• [Request]: Please rewrite the material from the line with "# Provide the mask of every instance of the cloud." up to and including the line with "--target=cloud", substituting "mist" for "cloud" and leaving everything else unchanged.

• [Saved data entries]:
────────────────────────────────────────

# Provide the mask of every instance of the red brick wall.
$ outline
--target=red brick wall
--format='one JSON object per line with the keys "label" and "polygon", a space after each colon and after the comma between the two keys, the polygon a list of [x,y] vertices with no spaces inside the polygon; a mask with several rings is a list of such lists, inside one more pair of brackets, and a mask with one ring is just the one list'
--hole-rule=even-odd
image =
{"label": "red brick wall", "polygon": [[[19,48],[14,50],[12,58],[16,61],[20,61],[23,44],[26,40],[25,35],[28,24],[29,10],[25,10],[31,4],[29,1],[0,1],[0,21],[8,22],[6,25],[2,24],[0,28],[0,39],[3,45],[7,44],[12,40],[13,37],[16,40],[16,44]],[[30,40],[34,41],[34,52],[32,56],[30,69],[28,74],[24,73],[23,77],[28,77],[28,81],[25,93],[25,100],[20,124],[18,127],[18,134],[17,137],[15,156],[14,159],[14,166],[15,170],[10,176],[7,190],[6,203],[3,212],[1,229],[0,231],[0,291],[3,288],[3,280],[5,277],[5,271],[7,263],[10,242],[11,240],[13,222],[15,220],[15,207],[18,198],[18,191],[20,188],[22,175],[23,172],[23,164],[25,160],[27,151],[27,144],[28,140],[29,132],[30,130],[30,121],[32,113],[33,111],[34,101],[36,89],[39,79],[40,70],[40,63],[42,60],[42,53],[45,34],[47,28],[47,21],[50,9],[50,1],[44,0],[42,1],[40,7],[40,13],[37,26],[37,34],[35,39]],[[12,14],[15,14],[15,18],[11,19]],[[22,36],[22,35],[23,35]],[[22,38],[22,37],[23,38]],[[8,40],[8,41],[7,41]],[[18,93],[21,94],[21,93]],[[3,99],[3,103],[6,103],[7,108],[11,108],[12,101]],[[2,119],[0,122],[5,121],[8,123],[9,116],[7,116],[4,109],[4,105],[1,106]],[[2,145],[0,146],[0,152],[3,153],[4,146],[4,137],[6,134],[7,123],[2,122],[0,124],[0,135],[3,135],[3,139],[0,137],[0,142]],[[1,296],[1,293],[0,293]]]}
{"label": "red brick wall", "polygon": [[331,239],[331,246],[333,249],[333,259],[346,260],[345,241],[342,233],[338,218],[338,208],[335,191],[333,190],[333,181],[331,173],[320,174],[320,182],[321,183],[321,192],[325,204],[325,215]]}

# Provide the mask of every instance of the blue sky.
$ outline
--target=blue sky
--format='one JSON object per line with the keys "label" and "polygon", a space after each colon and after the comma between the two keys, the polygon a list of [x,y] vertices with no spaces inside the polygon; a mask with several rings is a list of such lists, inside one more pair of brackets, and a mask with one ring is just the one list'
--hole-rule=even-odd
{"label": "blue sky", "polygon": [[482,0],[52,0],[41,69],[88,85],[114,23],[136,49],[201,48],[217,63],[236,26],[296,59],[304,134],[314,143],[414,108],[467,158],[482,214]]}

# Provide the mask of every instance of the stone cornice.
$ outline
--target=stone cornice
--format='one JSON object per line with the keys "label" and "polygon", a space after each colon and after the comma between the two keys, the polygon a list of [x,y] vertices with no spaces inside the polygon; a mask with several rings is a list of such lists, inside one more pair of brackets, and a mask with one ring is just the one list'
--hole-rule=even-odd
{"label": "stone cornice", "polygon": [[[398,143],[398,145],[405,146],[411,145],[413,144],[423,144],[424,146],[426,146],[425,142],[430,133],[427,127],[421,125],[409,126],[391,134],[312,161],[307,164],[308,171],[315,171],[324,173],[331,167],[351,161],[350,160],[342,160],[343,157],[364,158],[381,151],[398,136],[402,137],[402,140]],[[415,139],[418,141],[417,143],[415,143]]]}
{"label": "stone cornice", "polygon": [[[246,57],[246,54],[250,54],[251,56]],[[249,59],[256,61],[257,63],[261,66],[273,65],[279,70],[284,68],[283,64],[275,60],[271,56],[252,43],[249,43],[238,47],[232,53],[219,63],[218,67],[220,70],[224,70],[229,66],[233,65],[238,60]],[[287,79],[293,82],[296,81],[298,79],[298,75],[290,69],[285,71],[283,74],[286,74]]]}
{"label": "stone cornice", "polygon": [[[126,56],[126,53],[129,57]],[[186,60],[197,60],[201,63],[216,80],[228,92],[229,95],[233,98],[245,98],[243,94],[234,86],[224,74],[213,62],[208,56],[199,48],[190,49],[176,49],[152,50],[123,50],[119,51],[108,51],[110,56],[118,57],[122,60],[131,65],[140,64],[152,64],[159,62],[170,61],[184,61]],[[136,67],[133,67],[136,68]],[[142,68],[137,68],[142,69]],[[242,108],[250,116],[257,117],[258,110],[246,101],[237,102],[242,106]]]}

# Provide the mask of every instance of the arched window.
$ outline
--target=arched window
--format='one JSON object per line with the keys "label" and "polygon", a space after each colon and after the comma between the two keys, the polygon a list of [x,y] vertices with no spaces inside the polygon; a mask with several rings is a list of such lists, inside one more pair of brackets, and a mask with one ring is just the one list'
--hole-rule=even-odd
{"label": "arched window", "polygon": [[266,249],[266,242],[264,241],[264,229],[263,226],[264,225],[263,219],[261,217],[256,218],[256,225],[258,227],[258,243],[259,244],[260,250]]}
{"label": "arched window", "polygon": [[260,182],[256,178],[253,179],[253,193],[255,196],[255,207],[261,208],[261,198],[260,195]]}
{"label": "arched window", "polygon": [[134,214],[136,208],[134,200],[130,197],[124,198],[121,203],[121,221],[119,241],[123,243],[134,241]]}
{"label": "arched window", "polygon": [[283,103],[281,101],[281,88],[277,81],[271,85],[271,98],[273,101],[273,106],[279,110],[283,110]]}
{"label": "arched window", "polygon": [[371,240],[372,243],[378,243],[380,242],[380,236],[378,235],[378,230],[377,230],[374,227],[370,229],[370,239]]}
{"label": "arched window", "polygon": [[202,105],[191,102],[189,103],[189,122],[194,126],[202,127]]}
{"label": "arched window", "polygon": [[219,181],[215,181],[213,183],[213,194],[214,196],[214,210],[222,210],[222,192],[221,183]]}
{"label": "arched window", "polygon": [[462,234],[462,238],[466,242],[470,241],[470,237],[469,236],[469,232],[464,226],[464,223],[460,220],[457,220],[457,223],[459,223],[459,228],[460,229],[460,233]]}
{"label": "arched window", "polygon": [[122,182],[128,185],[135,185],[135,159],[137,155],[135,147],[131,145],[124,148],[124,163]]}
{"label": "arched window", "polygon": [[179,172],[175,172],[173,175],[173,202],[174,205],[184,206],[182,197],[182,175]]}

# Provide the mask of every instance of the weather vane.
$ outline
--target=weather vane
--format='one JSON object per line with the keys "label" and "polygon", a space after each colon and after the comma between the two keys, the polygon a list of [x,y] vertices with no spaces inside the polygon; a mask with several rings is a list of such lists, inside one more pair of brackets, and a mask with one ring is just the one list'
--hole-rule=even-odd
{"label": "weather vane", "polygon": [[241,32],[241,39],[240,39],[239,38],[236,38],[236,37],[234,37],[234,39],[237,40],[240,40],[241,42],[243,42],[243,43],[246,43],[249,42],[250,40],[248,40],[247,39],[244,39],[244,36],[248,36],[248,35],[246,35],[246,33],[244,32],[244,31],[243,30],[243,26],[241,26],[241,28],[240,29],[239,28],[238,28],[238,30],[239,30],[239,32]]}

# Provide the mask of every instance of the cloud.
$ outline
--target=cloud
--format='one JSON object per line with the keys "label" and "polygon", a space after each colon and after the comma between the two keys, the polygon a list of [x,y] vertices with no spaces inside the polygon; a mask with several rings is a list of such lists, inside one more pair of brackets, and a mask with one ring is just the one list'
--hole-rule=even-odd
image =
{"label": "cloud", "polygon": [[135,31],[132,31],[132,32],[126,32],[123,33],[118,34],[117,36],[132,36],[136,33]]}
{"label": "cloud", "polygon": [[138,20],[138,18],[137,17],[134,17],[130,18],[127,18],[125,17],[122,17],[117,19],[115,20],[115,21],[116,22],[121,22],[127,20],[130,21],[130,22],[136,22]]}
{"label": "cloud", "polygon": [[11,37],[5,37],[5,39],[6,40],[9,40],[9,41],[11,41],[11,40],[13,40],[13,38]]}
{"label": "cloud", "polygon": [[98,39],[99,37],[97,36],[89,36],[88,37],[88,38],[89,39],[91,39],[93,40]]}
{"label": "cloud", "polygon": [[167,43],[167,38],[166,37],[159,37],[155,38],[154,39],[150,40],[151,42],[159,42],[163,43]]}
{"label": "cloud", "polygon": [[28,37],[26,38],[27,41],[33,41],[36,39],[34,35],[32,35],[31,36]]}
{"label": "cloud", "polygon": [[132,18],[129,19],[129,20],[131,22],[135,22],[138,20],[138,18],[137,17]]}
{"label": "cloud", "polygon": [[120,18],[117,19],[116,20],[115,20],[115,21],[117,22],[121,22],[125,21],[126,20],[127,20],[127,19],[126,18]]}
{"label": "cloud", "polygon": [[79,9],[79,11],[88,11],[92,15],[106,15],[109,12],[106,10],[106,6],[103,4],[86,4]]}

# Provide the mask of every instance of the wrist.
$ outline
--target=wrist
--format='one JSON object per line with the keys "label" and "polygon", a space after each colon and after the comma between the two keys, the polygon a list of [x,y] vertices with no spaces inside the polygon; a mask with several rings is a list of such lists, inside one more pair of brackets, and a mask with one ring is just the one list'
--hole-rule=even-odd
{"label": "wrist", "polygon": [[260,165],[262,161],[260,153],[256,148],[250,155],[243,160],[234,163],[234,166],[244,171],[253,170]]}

────────────────────────────────────────

• [Result]:
# Provide the mask of every instance of the mist.
$ outline
--target=mist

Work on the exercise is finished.